**Your objective**
According to the article on how video games are impacting our lives, please state how large the U.S. market for PC-based and mobile games is.

**Selected excerpt**
Video Games Are Impacting Our Lives

Future Insights

The unexpected ways that video games are impacting our lives.  

Do you have a kid wanting to play video games with their friends all the time? Are you worried about them spending too much time on screen and in front of their devices? Do you know someone who is a hardcore gamer and plays for hours on end with the latest gaming rig?

Your initial judgment may be: “they are wasting their time with this useless stuff”. What if I told you that nothing could be further from the truth, that a generation of gamers has impacted and continues to impact our lives most profoundly–maybe not intentionally, but nonetheless consequentially?

Hard to believe? Stay with me.

The expectations for what a video game is, and how realistic the images and speed of actions/responses are, have been ever-increasing. I remember the early emergence of video games in the 70s and 80s. What a big step it was from Pong to Pac-Man on the Atari and then Super Mario on the Nintendo. But that was all “child’s play”. Modern games are drawing massive audiences and with that comes massive investment. Here are some of the big ways in which they influence our lives.

The gaming industry is huge and fast-growing.

The U.S. market for PC-based and mobile games alone is nearly $100 billion. That does not include the equipment required to play the games (which you could argue is multi-use in some cases, more below). Some sources describe it as already exceeding the movie and music industries combined, and the gap is increasing. There is a fast-growing number of jobs directly tied to the gaming industry and its various applications.

Gaming drives technology development.

**Collected data**
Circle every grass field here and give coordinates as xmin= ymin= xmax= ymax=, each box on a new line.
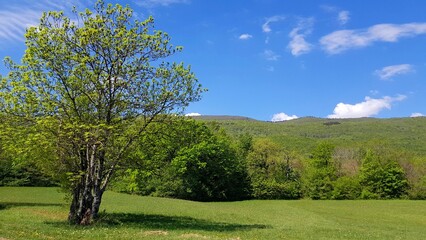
xmin=0 ymin=187 xmax=426 ymax=240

**Result of this task**
Nearly $100 billion.